··· Lesetext
Interview von Hans Gasser

Oktober und November ist Törggelezeit. Der Brauch des Einkehrens in Buschenschänken ist unter Südtirol-Urlaubern sehr beliebt: Man sitzt in der Bauernstube, trinkt den neuen Wein, dazu gibt es gebratene Kastanien, Schlutzkrapfen und andere Spezialitäten. Oft wird auch kräftig gefeiert. Das ist in diesem Jahr anders, wie Michael Hinteregger erklärt, Tourismus-Geschäftsführer der klassischen Eisacktaler Törggeleorte Klausen, Villanders, Feldthurns und Barbian.

SZ: Profitiert man in Südtirol davon, im Gegensatz zum österreichischen Tirol noch kein Risikogebiet zu sein?
······
··· Angezeigte Daten
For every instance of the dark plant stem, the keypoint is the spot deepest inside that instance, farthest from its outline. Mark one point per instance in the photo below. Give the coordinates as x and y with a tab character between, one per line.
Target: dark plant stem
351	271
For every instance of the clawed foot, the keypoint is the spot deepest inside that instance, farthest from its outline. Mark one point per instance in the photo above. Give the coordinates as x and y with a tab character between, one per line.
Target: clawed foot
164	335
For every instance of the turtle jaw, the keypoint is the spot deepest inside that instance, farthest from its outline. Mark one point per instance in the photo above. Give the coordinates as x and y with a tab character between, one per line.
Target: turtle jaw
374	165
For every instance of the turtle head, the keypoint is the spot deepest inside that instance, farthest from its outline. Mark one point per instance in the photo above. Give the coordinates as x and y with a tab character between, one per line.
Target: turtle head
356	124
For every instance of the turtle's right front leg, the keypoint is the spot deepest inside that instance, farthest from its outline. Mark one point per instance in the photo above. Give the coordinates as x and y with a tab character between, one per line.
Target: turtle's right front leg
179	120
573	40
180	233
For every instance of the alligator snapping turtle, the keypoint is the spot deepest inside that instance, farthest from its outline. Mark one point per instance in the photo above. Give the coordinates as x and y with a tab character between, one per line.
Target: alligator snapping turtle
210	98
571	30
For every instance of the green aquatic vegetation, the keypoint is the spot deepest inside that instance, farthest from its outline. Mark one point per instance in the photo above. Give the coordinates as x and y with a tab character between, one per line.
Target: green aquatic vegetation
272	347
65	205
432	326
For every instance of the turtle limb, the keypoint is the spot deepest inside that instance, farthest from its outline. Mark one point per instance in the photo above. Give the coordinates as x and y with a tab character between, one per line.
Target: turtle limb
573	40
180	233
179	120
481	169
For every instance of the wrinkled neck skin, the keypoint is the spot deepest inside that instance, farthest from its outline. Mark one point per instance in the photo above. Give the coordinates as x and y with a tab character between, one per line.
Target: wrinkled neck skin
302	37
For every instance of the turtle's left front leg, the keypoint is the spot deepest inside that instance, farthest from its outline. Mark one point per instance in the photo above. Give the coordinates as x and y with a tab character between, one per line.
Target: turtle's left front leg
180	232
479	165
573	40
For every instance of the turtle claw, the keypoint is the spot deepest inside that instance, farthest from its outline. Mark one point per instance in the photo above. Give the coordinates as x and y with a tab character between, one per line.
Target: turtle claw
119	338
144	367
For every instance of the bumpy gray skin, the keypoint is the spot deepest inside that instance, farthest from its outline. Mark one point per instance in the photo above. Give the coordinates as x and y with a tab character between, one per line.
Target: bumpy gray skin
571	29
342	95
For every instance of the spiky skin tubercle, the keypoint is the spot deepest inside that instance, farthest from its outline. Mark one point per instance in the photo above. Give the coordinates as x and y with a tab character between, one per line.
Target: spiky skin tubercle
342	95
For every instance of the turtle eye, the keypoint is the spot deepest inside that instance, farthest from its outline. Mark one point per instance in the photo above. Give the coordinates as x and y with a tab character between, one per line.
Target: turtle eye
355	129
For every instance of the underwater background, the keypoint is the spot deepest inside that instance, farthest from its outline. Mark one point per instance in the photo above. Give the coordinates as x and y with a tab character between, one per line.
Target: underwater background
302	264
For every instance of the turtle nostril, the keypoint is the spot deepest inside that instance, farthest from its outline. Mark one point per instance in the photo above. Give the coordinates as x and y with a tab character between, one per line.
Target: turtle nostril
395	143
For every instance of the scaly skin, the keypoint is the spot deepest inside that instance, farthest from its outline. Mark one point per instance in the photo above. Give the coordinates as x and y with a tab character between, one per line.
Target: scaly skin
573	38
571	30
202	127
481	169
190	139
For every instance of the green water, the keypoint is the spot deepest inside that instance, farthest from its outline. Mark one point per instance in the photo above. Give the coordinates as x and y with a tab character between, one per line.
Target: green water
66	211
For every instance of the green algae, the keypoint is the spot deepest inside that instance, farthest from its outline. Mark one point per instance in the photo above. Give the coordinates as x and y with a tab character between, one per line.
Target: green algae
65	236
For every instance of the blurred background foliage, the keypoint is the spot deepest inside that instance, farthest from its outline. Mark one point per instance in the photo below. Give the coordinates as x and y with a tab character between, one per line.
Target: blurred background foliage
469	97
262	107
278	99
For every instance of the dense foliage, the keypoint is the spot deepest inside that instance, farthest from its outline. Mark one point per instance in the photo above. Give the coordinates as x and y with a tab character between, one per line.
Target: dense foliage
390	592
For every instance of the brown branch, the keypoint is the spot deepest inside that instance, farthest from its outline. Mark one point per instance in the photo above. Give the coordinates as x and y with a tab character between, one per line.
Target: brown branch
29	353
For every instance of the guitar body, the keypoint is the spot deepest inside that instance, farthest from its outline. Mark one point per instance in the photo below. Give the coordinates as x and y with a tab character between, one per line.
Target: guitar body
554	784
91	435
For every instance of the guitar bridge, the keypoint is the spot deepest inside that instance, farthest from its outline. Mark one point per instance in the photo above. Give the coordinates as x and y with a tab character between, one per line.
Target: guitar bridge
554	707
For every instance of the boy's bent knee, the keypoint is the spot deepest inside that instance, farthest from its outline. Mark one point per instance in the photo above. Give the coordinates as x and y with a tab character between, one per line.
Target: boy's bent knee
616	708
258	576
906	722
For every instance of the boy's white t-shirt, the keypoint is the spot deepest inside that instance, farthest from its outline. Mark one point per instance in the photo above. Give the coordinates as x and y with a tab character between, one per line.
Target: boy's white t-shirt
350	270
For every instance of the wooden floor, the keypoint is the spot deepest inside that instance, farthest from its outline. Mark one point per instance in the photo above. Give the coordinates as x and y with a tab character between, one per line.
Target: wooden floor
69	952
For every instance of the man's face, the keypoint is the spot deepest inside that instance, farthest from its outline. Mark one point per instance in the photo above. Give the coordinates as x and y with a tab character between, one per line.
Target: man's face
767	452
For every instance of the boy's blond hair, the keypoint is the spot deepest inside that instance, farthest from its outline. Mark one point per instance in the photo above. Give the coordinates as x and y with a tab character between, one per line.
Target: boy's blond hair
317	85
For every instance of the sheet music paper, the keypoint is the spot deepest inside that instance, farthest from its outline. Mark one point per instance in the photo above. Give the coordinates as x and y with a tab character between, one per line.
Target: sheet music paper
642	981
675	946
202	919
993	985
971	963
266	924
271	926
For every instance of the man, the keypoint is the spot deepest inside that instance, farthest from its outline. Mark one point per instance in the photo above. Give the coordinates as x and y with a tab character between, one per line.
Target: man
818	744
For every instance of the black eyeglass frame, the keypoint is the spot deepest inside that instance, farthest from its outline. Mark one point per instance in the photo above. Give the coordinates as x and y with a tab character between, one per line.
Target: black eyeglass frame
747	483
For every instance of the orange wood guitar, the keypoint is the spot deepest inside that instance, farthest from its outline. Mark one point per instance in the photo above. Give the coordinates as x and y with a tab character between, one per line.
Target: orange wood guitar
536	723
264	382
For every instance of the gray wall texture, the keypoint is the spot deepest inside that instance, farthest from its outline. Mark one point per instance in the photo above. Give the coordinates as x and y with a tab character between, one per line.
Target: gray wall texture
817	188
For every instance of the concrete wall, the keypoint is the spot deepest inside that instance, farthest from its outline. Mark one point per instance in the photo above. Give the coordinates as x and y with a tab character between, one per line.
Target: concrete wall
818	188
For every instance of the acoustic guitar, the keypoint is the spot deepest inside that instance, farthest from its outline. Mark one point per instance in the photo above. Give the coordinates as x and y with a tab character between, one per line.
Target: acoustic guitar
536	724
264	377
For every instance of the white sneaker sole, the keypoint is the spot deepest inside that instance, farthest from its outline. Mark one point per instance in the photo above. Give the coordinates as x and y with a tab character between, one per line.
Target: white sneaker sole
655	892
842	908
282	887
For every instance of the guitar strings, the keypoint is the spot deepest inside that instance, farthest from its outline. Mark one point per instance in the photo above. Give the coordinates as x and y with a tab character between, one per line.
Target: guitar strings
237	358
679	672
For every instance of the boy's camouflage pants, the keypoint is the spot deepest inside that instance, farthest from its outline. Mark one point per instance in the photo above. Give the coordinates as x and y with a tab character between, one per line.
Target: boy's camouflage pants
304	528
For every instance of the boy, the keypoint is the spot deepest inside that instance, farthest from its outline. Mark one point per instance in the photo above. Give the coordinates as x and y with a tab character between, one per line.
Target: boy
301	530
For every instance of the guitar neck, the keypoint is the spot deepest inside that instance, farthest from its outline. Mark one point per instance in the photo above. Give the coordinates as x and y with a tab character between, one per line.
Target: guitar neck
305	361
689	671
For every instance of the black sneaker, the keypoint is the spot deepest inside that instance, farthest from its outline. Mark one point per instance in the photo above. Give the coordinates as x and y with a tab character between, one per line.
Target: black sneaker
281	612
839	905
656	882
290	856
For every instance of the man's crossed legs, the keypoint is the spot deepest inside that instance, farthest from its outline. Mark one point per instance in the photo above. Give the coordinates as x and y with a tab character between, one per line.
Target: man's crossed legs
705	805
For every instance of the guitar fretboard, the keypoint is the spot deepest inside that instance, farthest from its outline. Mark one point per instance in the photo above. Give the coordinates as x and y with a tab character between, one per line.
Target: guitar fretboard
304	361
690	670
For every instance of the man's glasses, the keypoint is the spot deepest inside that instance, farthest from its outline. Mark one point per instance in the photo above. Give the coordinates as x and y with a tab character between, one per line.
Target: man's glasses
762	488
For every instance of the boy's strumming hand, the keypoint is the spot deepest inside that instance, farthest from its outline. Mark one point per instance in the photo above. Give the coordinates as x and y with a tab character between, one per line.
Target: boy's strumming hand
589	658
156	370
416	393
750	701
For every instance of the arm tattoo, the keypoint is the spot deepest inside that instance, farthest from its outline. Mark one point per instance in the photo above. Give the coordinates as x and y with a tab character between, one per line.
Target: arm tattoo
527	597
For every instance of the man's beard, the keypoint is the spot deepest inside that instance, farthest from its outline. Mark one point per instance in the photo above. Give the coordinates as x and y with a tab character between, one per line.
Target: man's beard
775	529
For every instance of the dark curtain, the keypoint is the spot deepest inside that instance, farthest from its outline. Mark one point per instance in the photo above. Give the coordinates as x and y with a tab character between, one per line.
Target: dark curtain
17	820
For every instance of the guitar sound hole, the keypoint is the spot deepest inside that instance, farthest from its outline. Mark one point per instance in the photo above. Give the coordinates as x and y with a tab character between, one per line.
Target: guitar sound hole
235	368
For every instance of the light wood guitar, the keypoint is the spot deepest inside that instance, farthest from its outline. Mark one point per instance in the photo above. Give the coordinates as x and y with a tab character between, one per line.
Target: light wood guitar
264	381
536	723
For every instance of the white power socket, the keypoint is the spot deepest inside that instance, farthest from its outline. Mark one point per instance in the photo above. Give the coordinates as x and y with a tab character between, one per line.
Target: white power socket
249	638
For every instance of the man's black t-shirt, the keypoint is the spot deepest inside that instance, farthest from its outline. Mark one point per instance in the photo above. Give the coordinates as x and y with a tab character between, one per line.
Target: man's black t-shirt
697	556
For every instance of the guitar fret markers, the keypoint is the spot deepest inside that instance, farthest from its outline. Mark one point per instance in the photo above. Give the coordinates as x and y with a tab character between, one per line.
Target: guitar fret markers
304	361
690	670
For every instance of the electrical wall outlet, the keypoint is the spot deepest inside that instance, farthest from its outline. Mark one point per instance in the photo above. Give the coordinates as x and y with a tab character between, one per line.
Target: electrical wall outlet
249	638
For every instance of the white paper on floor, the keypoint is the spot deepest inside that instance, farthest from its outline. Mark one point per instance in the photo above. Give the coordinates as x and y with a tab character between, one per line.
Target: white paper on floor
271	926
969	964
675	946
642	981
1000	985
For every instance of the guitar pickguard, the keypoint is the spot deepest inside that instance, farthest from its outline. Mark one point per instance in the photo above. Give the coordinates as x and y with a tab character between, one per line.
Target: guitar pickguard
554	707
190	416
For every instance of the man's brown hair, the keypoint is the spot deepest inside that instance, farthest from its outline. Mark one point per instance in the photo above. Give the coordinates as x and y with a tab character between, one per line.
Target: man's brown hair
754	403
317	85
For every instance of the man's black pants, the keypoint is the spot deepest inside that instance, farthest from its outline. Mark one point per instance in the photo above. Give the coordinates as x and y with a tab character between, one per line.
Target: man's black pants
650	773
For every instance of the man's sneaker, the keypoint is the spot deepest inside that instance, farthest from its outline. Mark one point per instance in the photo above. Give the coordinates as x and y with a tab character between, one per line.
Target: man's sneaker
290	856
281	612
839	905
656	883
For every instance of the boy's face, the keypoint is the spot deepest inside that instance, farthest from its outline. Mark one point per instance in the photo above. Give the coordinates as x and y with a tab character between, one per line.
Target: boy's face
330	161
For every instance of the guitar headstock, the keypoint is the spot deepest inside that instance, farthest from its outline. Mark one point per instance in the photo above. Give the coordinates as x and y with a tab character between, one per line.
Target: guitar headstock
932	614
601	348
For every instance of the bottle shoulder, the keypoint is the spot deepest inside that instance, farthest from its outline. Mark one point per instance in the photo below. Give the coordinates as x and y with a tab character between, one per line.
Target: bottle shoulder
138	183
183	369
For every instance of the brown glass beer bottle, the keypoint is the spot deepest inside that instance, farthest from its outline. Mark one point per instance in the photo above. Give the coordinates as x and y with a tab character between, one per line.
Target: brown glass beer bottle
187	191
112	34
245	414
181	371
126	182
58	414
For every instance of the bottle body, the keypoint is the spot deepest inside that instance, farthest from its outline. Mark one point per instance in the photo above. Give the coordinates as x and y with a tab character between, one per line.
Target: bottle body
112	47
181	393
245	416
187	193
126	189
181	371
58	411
······
#### Zu erledigende Aufgaben:
[1] Für welche Orte ist Michael Hinteregger laut dem Text über das Törggelen Tourismus-Geschäftsführer?
[2] Schreib aus dem Text über das Törggelen den Abschnitt ab, der bei den Worten "Interview von Hans" beginnt und nach "Risikogebiet zu sein?" endet.

#### Antworten:
[1] Für Klausen, Villanders, Feldthurns und Barbian.

[2]
Interview von Hans Gasser

Oktober und November ist Törggelezeit. Der Brauch des Einkehrens in Buschenschänken ist unter Südtirol-Urlaubern sehr beliebt: Man sitzt in der Bauernstube, trinkt den neuen Wein, dazu gibt es gebratene Kastanien, Schlutzkrapfen und andere Spezialitäten. Oft wird auch kräftig gefeiert. Das ist in diesem Jahr anders, wie Michael Hinteregger erklärt, Tourismus-Geschäftsführer der klassischen Eisacktaler Törggeleorte Klausen, Villanders, Feldthurns und Barbian.

SZ: Profitiert man in Südtirol davon, im Gegensatz zum österreichischen Tirol noch kein Risikogebiet zu sein?